- Material for this task -
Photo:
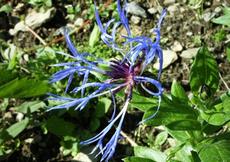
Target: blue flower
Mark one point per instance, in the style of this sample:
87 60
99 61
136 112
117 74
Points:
124 74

- The task -
Please repeat the listing above word for word, with the pictures removed.

- Answer box -
Photo:
Target: blue flower
Mark one point per instance, in the style of this sample:
87 60
99 61
136 112
117 74
Points:
124 74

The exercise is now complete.